## WHAT IS BEING ASKED
Copy out every line in the material below that contains the word "bare".

## TASK DATA
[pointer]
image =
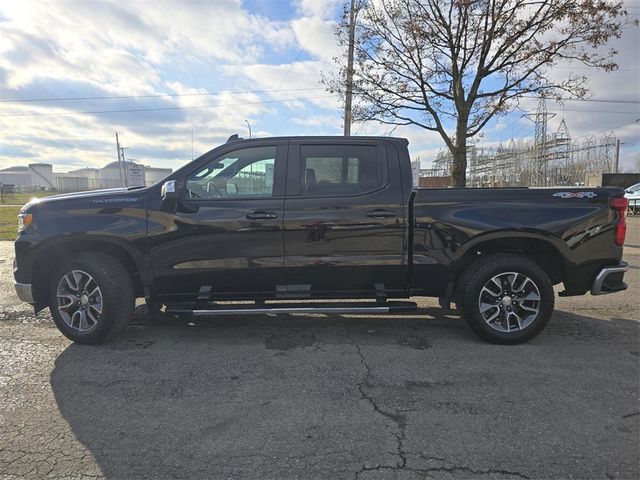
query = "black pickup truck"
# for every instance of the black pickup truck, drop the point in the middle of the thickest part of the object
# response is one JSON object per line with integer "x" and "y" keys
{"x": 290, "y": 223}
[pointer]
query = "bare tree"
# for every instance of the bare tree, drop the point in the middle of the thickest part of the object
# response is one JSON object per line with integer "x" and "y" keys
{"x": 451, "y": 66}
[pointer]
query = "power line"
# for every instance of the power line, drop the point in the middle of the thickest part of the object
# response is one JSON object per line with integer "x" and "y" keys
{"x": 136, "y": 110}
{"x": 594, "y": 100}
{"x": 300, "y": 50}
{"x": 160, "y": 95}
{"x": 609, "y": 129}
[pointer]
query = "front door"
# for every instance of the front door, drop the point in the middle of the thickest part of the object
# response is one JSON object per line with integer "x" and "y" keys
{"x": 344, "y": 221}
{"x": 225, "y": 240}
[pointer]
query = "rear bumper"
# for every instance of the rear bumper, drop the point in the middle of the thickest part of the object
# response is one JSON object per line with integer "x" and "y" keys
{"x": 25, "y": 292}
{"x": 610, "y": 279}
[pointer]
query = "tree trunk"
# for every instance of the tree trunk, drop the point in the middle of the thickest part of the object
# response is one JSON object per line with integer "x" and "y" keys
{"x": 459, "y": 167}
{"x": 459, "y": 164}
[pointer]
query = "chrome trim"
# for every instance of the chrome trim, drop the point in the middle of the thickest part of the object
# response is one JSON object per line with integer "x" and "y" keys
{"x": 596, "y": 289}
{"x": 250, "y": 310}
{"x": 24, "y": 291}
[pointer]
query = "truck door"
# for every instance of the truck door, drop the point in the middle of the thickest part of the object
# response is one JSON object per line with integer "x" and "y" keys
{"x": 225, "y": 239}
{"x": 344, "y": 227}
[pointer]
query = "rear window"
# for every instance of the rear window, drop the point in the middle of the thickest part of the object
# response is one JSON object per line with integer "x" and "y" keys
{"x": 337, "y": 170}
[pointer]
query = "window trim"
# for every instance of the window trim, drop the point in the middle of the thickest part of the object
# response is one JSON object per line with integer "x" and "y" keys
{"x": 294, "y": 169}
{"x": 279, "y": 174}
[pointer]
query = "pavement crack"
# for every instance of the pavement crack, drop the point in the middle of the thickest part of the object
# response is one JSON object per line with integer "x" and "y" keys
{"x": 450, "y": 467}
{"x": 398, "y": 419}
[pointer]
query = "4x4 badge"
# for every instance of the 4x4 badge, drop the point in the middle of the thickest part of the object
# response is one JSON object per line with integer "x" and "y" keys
{"x": 575, "y": 194}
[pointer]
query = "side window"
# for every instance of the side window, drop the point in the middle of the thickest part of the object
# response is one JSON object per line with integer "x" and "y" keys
{"x": 242, "y": 173}
{"x": 335, "y": 170}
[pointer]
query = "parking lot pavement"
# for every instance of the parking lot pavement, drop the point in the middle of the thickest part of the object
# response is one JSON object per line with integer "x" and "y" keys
{"x": 369, "y": 397}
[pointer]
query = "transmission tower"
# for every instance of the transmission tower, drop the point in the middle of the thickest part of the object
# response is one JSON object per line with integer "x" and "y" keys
{"x": 539, "y": 173}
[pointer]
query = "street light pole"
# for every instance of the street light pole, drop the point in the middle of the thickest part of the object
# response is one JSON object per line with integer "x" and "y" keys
{"x": 349, "y": 89}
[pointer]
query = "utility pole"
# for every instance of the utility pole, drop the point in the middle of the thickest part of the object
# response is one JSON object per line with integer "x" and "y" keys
{"x": 124, "y": 165}
{"x": 349, "y": 89}
{"x": 119, "y": 166}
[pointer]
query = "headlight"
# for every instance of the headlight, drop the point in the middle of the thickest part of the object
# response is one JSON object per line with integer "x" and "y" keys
{"x": 24, "y": 220}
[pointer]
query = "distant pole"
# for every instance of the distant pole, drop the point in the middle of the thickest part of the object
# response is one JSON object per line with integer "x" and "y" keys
{"x": 349, "y": 89}
{"x": 124, "y": 164}
{"x": 119, "y": 166}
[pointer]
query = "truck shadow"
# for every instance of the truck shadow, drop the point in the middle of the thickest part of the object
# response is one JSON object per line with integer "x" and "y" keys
{"x": 241, "y": 397}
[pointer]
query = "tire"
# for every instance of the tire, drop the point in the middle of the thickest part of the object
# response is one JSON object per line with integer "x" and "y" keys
{"x": 514, "y": 313}
{"x": 102, "y": 303}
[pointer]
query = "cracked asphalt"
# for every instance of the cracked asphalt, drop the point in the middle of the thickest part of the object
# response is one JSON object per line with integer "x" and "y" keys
{"x": 324, "y": 397}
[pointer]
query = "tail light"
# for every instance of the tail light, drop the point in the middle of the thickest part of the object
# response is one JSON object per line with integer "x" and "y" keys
{"x": 620, "y": 204}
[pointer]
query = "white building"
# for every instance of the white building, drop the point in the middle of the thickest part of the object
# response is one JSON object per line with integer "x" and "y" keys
{"x": 112, "y": 175}
{"x": 35, "y": 175}
{"x": 153, "y": 175}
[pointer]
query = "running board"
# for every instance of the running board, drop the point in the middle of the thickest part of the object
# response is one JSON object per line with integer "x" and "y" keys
{"x": 245, "y": 309}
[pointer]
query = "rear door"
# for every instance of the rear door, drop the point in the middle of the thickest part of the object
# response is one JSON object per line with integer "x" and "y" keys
{"x": 344, "y": 228}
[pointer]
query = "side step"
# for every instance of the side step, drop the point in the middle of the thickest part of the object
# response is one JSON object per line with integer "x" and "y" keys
{"x": 334, "y": 307}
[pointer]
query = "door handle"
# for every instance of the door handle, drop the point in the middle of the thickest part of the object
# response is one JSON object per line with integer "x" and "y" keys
{"x": 381, "y": 213}
{"x": 262, "y": 215}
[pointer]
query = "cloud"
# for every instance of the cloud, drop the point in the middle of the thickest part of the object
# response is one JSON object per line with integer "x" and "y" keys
{"x": 74, "y": 48}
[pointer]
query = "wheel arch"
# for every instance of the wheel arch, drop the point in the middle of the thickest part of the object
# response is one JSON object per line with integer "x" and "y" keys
{"x": 53, "y": 254}
{"x": 538, "y": 246}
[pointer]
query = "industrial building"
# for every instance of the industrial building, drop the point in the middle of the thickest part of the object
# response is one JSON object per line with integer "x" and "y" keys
{"x": 549, "y": 159}
{"x": 40, "y": 176}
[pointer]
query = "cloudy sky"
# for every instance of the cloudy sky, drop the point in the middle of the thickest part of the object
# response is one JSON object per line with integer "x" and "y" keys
{"x": 207, "y": 67}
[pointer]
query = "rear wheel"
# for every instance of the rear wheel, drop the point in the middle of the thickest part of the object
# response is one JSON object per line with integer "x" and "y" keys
{"x": 91, "y": 297}
{"x": 506, "y": 299}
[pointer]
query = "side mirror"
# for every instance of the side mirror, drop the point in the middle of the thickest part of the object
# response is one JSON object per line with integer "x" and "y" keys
{"x": 168, "y": 190}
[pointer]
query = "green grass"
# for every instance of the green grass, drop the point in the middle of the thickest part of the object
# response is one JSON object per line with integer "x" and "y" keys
{"x": 22, "y": 198}
{"x": 9, "y": 222}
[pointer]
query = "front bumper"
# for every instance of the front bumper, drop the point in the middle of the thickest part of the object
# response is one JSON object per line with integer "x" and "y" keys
{"x": 25, "y": 292}
{"x": 610, "y": 279}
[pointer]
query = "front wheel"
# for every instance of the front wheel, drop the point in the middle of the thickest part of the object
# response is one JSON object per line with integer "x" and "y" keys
{"x": 91, "y": 297}
{"x": 506, "y": 299}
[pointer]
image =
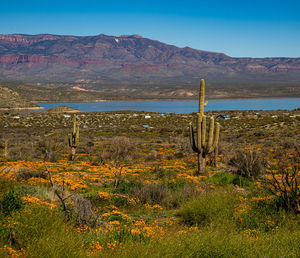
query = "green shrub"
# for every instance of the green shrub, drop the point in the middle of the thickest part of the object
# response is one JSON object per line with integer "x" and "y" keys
{"x": 209, "y": 208}
{"x": 10, "y": 202}
{"x": 247, "y": 163}
{"x": 223, "y": 178}
{"x": 44, "y": 232}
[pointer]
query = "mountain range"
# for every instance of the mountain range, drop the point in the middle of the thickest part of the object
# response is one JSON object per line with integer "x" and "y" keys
{"x": 131, "y": 61}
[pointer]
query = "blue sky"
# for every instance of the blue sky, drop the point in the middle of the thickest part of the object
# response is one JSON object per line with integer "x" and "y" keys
{"x": 237, "y": 28}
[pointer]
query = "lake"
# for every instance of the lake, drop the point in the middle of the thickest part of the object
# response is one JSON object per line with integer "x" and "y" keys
{"x": 179, "y": 106}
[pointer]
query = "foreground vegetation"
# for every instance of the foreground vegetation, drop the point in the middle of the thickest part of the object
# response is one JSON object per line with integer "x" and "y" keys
{"x": 132, "y": 189}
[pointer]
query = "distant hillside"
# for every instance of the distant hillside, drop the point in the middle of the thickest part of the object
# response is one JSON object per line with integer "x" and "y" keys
{"x": 12, "y": 100}
{"x": 85, "y": 68}
{"x": 130, "y": 59}
{"x": 63, "y": 109}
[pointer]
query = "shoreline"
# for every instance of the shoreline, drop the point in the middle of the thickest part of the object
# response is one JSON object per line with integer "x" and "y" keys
{"x": 29, "y": 108}
{"x": 154, "y": 99}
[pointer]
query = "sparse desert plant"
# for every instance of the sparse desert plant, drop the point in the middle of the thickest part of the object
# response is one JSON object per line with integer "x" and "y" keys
{"x": 73, "y": 140}
{"x": 10, "y": 202}
{"x": 200, "y": 145}
{"x": 117, "y": 154}
{"x": 247, "y": 163}
{"x": 282, "y": 180}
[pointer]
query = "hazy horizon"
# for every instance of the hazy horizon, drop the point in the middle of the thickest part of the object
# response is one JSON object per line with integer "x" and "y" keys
{"x": 237, "y": 29}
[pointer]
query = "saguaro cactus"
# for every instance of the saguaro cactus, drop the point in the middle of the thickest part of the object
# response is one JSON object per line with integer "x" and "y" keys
{"x": 203, "y": 145}
{"x": 73, "y": 139}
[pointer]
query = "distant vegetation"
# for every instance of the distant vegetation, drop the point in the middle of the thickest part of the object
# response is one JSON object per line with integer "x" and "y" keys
{"x": 10, "y": 99}
{"x": 132, "y": 189}
{"x": 64, "y": 92}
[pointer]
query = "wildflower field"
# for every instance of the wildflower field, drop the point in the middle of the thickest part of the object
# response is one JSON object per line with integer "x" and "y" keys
{"x": 132, "y": 189}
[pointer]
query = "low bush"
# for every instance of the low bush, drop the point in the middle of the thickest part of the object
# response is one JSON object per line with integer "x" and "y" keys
{"x": 10, "y": 202}
{"x": 223, "y": 178}
{"x": 209, "y": 208}
{"x": 44, "y": 232}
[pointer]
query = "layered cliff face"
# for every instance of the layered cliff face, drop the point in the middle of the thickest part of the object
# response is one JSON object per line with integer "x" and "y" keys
{"x": 129, "y": 59}
{"x": 12, "y": 100}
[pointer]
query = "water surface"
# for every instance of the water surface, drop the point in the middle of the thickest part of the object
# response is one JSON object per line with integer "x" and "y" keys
{"x": 181, "y": 106}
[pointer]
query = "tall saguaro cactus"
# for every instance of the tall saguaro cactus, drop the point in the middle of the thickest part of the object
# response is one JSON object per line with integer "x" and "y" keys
{"x": 203, "y": 145}
{"x": 73, "y": 139}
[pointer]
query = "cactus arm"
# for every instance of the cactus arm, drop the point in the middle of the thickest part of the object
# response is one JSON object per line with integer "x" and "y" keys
{"x": 201, "y": 97}
{"x": 74, "y": 125}
{"x": 199, "y": 135}
{"x": 203, "y": 132}
{"x": 211, "y": 133}
{"x": 192, "y": 139}
{"x": 77, "y": 134}
{"x": 217, "y": 135}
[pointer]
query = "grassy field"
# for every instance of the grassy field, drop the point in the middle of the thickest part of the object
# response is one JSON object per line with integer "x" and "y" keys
{"x": 132, "y": 190}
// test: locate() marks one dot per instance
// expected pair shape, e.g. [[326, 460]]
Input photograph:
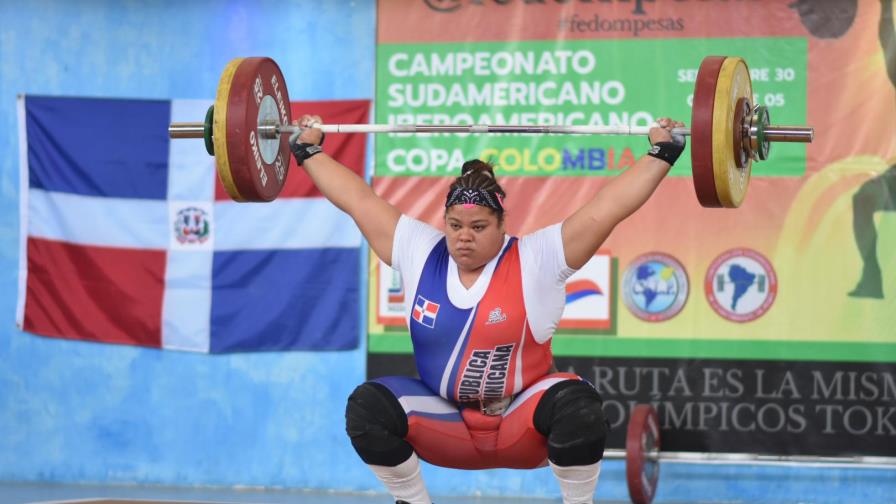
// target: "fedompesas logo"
[[454, 5], [638, 6]]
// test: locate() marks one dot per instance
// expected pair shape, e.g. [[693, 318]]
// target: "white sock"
[[404, 481], [577, 483]]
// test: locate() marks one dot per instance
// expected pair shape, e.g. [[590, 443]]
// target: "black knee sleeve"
[[377, 425], [570, 415]]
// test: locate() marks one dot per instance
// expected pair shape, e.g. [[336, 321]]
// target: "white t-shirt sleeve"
[[544, 269], [411, 246]]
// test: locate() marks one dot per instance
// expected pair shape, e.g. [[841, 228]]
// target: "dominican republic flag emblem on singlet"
[[425, 311]]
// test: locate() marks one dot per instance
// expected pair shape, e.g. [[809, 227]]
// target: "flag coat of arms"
[[128, 237]]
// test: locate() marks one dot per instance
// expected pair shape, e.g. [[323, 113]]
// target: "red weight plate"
[[642, 446], [701, 131], [257, 165]]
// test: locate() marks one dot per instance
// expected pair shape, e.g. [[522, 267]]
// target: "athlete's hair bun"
[[476, 165]]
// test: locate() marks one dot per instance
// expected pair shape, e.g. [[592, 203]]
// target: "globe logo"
[[741, 285], [655, 287]]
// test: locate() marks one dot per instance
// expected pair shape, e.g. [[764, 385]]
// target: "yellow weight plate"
[[733, 83], [219, 130]]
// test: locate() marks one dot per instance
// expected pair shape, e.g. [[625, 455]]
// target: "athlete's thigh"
[[520, 445]]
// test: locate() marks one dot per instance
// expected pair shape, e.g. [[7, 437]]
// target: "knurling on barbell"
[[247, 130]]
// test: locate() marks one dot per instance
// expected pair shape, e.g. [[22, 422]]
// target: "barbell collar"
[[186, 130], [270, 131], [790, 134]]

## RESULT OF THE EXERCISE
query = "bare tree"
# for every instance of the bare tree, drop the point in the middle of the thickest part of the object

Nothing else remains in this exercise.